**Consignes de travail:**
1. Veuillez recopier fidèlement l'extrait, depuis « [52]      Un argument » jusqu'à « la conclusion opposée. » inclus.
2. Répondez brièvement à ces questions sur l'extrait :
(a) De combien de manières un argument en matière d'interprétation des lois peut-il être repoussé ?
(b) Qui a soulevé l'argument fondé sur l'économie de la loi ?
(c) Quel article vise les activités de criminalité organisée ?

**Extrait du texte:**
2)         Absence de contre-arguments solides

[52]      Un argument en matière d’interprétation des lois peut être repoussé de deux manières. Il est possible de chercher à ébranler sa logique intrinsèque ou de fournir des raisons démontrant qu’il n’est pas aussi convaincant qu’il le paraît. Il est également possible, même en admettant que l’argument est convaincant, de présenter des arguments distincts qui soutiennent la conclusion opposée.

[53]      Je tiens d’abord à signaler que la SAI elle-même n’a pas tenu compte de l’argument fondé sur l’économie de la loi, malgré que M. Mason l’ait soulevé. Le ministre ne s’est pas livré à une critique interne de l’argument, en ce sens qu’il n’a pas montré qu’il repose sur une logique fautive. Le ministre a plutôt fait valoir qu’il ne fallait pas accorder beaucoup de poids à l’argument fondé sur l’économie de la loi, puisque les divers motifs d’interdiction de territoire peuvent se chevaucher. Il peut effectivement y avoir chevauchement dans certains cas. Par exemple, il va de soi que les activités de criminalité organisée visées par l’article 37 peuvent aussi constituer de la criminalité visée par l’article 36. La jurisprudence que cite le ministre concernait des affaires dans lesquelles il y avait chevauchement entre ces deux dispositions (Sittampalam c. Canada (Ministre de la Citoyenneté et de l’Immigration), 2006 CAF 326, [2007] 3 R.C.F. 198; Canada (Citoyenneté et Immigration) c. Dhillon, 2012 CF 726, [2014] 1 R.C.F. 325). Dans de tels cas, le législateur a délibérément choisi un régime plus sévère pour certains types de criminalité. Toutefois, le degré de chevauchement auquel donne lieu la décision de la SAI est beaucoup plus grand. Comme je l’ai indiqué ci-dessus, il est difficile de comprendre comment le législateur aurait pu vouloir que l’alinéa 34(1)e) rende inutile l’article 36.

**Matériel fourni:**
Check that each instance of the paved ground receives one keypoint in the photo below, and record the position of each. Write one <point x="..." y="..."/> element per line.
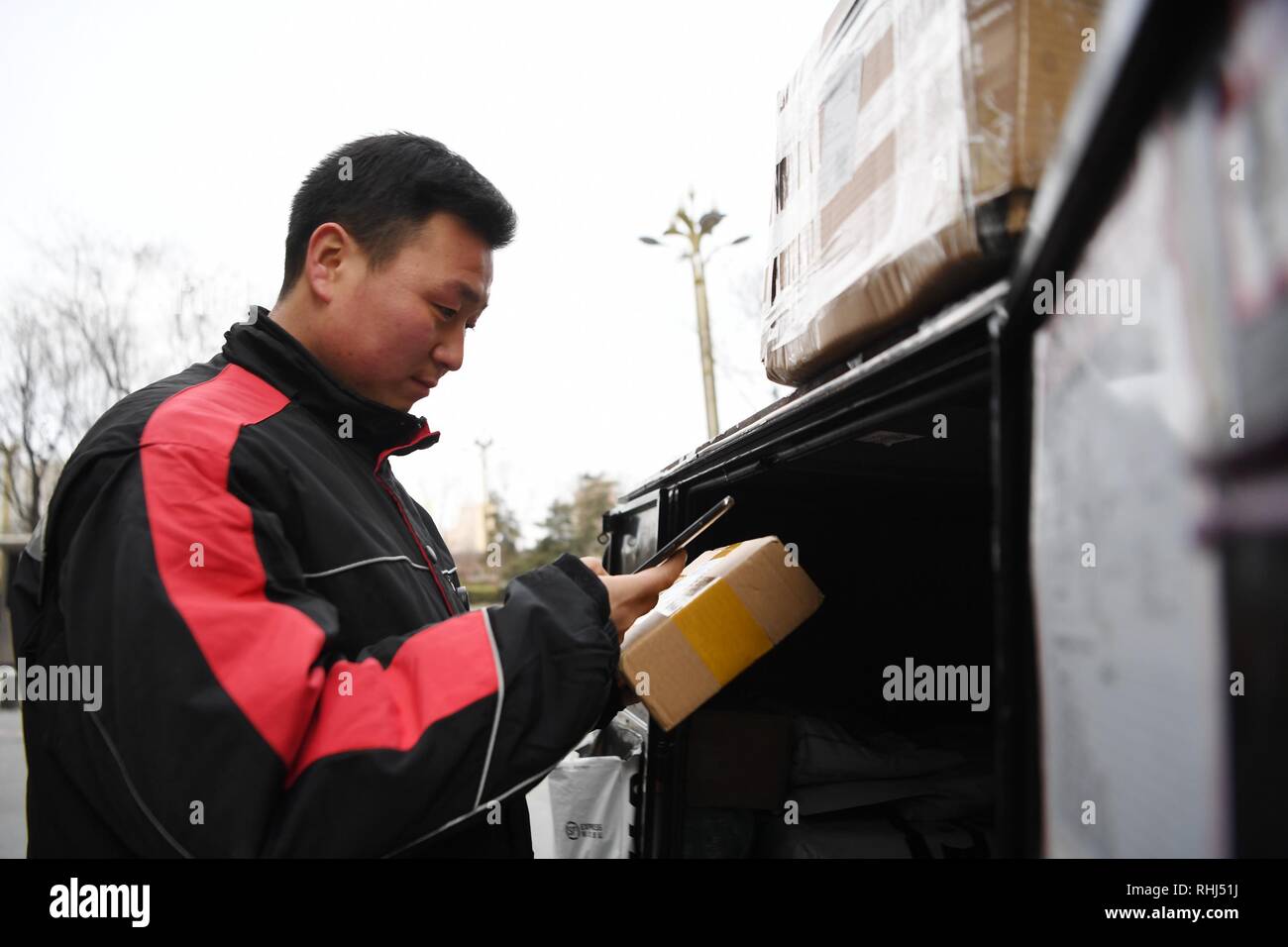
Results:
<point x="13" y="787"/>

**Réponses:**
1.
[52]      Un argument en matière d’interprétation des lois peut être repoussé de deux manières. Il est possible de chercher à ébranler sa logique intrinsèque ou de fournir des raisons démontrant qu’il n’est pas aussi convaincant qu’il le paraît. Il est également possible, même en admettant que l’argument est convaincant, de présenter des arguments distincts qui soutiennent la conclusion opposée.

2.
(a) De deux manières.
(b) M. Mason.
(c) L'article 37.